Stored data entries
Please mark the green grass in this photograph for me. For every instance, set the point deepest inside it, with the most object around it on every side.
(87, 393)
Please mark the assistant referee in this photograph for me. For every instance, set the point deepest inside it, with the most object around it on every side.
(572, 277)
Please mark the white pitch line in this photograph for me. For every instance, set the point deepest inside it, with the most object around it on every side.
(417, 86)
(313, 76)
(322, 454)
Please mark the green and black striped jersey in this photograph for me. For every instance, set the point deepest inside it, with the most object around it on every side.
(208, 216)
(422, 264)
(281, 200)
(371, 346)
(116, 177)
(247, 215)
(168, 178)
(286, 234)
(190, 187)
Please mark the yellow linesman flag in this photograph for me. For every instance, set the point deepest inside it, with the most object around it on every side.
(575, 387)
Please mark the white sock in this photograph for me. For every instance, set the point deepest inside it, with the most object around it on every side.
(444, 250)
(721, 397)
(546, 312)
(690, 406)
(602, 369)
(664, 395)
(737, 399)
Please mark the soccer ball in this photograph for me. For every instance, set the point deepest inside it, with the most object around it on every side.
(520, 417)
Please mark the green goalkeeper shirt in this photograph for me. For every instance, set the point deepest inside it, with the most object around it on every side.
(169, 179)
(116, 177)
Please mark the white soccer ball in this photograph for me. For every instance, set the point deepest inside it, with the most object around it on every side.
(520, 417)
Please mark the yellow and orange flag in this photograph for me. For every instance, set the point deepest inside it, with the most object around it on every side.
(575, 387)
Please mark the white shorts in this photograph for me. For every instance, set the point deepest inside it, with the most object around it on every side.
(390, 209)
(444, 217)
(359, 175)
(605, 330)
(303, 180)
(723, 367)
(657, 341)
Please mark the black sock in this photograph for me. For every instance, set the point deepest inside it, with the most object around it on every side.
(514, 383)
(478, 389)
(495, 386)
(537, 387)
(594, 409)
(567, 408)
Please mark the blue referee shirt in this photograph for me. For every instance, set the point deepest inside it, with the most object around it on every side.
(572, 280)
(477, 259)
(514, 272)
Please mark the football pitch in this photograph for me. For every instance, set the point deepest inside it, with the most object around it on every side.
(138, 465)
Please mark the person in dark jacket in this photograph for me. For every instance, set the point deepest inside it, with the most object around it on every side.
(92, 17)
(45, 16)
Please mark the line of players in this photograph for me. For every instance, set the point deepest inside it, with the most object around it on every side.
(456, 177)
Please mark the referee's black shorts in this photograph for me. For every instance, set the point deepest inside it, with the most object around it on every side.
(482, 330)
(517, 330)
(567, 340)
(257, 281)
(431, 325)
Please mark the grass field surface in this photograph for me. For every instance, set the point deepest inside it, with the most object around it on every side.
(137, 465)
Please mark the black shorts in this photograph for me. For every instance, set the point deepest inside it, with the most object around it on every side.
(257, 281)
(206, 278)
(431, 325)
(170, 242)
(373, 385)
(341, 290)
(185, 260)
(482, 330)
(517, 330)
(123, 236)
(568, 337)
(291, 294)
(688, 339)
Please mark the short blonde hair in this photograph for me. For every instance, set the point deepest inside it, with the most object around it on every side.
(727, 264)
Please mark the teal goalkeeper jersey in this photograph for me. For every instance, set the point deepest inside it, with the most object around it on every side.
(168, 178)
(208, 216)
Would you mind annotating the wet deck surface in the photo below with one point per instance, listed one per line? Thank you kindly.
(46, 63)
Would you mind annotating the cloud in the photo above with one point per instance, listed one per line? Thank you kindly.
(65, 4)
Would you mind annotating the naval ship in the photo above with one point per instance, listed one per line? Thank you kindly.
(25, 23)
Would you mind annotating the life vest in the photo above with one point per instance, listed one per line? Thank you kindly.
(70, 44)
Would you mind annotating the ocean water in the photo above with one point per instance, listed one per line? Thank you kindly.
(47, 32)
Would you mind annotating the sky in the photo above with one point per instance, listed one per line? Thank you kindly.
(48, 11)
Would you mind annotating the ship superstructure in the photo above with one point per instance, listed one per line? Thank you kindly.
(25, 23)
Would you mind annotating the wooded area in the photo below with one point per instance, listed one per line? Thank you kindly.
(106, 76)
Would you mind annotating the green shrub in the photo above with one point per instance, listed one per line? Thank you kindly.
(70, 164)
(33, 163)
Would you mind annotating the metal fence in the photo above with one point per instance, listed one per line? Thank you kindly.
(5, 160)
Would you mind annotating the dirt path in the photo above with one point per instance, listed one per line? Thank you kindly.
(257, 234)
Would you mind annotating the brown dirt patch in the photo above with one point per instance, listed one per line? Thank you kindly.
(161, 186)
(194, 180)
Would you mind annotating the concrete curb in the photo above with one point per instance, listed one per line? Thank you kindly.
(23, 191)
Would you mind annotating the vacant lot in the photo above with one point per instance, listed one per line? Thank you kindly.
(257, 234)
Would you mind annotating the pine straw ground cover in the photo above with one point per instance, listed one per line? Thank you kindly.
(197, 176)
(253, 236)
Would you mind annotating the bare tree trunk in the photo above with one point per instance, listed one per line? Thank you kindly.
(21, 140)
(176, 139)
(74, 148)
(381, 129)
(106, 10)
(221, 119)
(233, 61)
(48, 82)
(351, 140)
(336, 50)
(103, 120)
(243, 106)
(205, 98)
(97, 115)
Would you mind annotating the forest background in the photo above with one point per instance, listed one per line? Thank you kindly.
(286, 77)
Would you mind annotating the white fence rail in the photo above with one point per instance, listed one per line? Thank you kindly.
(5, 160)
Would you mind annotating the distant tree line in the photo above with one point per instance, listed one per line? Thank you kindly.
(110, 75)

> What is expected: Word for word, write out all of the entries.

> Solution to this exercise:
Please mark the green grass in this photograph for me. For every instance, set the point deepest inside it, with the most object around it on every side.
(87, 393)
Please mark the assistant referee in this photograph for me. For every instance, set the point deepest inside it, with the most object around it on every side.
(572, 277)
Please mark the white pitch line in this photograph for me. For every instance, set the point deepest inside it, with the most object around it on every side.
(417, 86)
(313, 76)
(322, 454)
Please mark the green and black striped jersey in this photograph for me. For every instance, set the point deepest inside it, with the most object around it on every side.
(208, 216)
(422, 264)
(281, 200)
(371, 346)
(116, 177)
(247, 215)
(168, 178)
(286, 234)
(190, 187)
Please mark the yellow linesman flag in this photograph for me. For every instance, set the point deepest inside it, with the most object around it on every side.
(575, 387)
Please mark the white sock in this photograph for me. For every instance, set the point deepest inside it, with the most object around it on every side.
(444, 250)
(721, 397)
(546, 312)
(690, 406)
(602, 369)
(664, 395)
(737, 399)
Please mark the soccer ball in this photograph for me. For every instance, set the point deepest inside it, with the most object around it on every side.
(520, 417)
Please mark the green goalkeeper shirt in this photograph for me. For every instance, set the point deepest inside it, with the most object around it on every side.
(169, 179)
(116, 177)
Please mark the white soccer ball in this photograph for me. For every instance, set the point deepest inside it, with the most object around it on every side.
(520, 417)
Please mark the yellow and orange flag in this photograph for me. For every instance, set the point deepest inside it, with the most object around it on every side.
(575, 387)
Please mark the white shorts in this photograph for me. For every instance, set the point deepest inside it, with the most object around it on every side.
(390, 209)
(444, 217)
(359, 175)
(605, 330)
(303, 180)
(723, 367)
(657, 341)
Please mark the black sock in this photograph for me. For every instance, set the point deepest inside it, with the most object around it on every side.
(514, 383)
(478, 389)
(495, 386)
(537, 387)
(594, 409)
(567, 408)
Please mark the blue referee shirt in this photograph for me. For every instance, set the point deepest inside it, with the most object around it on every side.
(572, 280)
(477, 259)
(514, 272)
Please mark the football pitch in this photograph for me. For every instance, set the point deepest inside it, with the most object around it on every side.
(138, 465)
Please mark the person in dark jacket in this photograph for me. For every instance, set the point deepest inside it, with the most object around it on every side.
(92, 17)
(45, 16)
Please mark the line of players in this photograph for me. For every instance, set the point deepest inside it, with the most object around it on every side.
(456, 177)
Please mark the referee's black shorts in this photograph for me. For every instance, set the point deepest inside it, with the most object around it on every side.
(482, 330)
(517, 330)
(567, 340)
(257, 281)
(431, 325)
Please mark the grass field surface in this photograph for me. For every instance, set the point deepest inside it, with the most object around it on every side.
(137, 465)
Please mark the black shorts in this photograph for me. For every instance, set the point deepest inside it, with the most object around it on every side.
(257, 281)
(206, 278)
(431, 325)
(170, 242)
(373, 385)
(341, 290)
(185, 260)
(482, 330)
(517, 330)
(123, 236)
(568, 337)
(291, 294)
(688, 339)
Please mark the short blonde hair in this photograph for me. For every instance, set the point deepest inside it, with the most object around it on every side.
(727, 264)
Please mark the teal goalkeeper jersey in this photograph for me. For every instance, set the point deepest inside it, with the most object around it on every side.
(168, 178)
(208, 216)
Would you mind annotating the wet deck surface in the photo below with one point per instance, listed one per line? Thank you kindly.
(46, 63)
Would you mind annotating the cloud in the photo above with one point per instance, listed one per line? Thank you kindly.
(65, 4)
Would you mind annotating the naval ship in the photo above with one point per instance, listed one per line? Thank you kindly.
(25, 23)
Would you mind annotating the life vest in the photo above with one point per instance, listed one per line? Thank you kindly.
(70, 44)
Would you mind annotating the ocean water in the photo above with one point per instance, listed one per line? Thank you kindly.
(47, 32)
Would you mind annotating the sky in the photo above with one point per instance, listed one per line? Thank you kindly.
(48, 11)
Would you mind annotating the ship superstructure in the photo above with one point per instance, listed one per line? Thank you kindly.
(25, 23)
Would you mind annotating the wooded area in the photo below with one point per instance, listed one per line? Thank you kindly.
(106, 76)
Would you mind annotating the green shrub in the photo above with one point per instance, listed one per line? Thank you kindly.
(70, 164)
(33, 163)
Would you mind annotating the metal fence in the photo above with one point per instance, listed one per line? Thank you kindly.
(5, 160)
Would you mind annotating the dirt path in the photo above with one point per instance, listed one per line? Thank you kindly.
(257, 234)
Would you mind annotating the brown dirt patch in the photo above with one point per instance, listed one per line? Thank you kindly.
(161, 186)
(194, 180)
Would you mind annotating the concrete curb in the photo above with one point per instance, listed one per line? Thank you kindly.
(23, 191)
Would you mind annotating the vacant lot in the photo above with one point per instance, listed one per line? Thank you kindly.
(257, 234)
Would you mind annotating the pine straw ground cover in the photo above with one point per instance, listed one per line? Thank you kindly.
(197, 176)
(253, 236)
Would you mind annotating the bare tree trunk in the photo above with one point per instance, listed one per line? Thank you kindly.
(21, 140)
(176, 139)
(74, 148)
(381, 129)
(106, 10)
(221, 119)
(233, 61)
(48, 82)
(351, 140)
(336, 50)
(103, 120)
(243, 106)
(205, 98)
(97, 115)
Would you mind annotating the forest background in the photo above with one point per instance, listed one per line? Thank you kindly.
(286, 77)
Would you mind annotating the white fence rail in the photo above with one point per instance, listed one per line? Thank you kindly.
(5, 160)
Would you mind annotating the distant tree line in the photo above with one point per instance, listed one per line? Thank you kindly.
(110, 75)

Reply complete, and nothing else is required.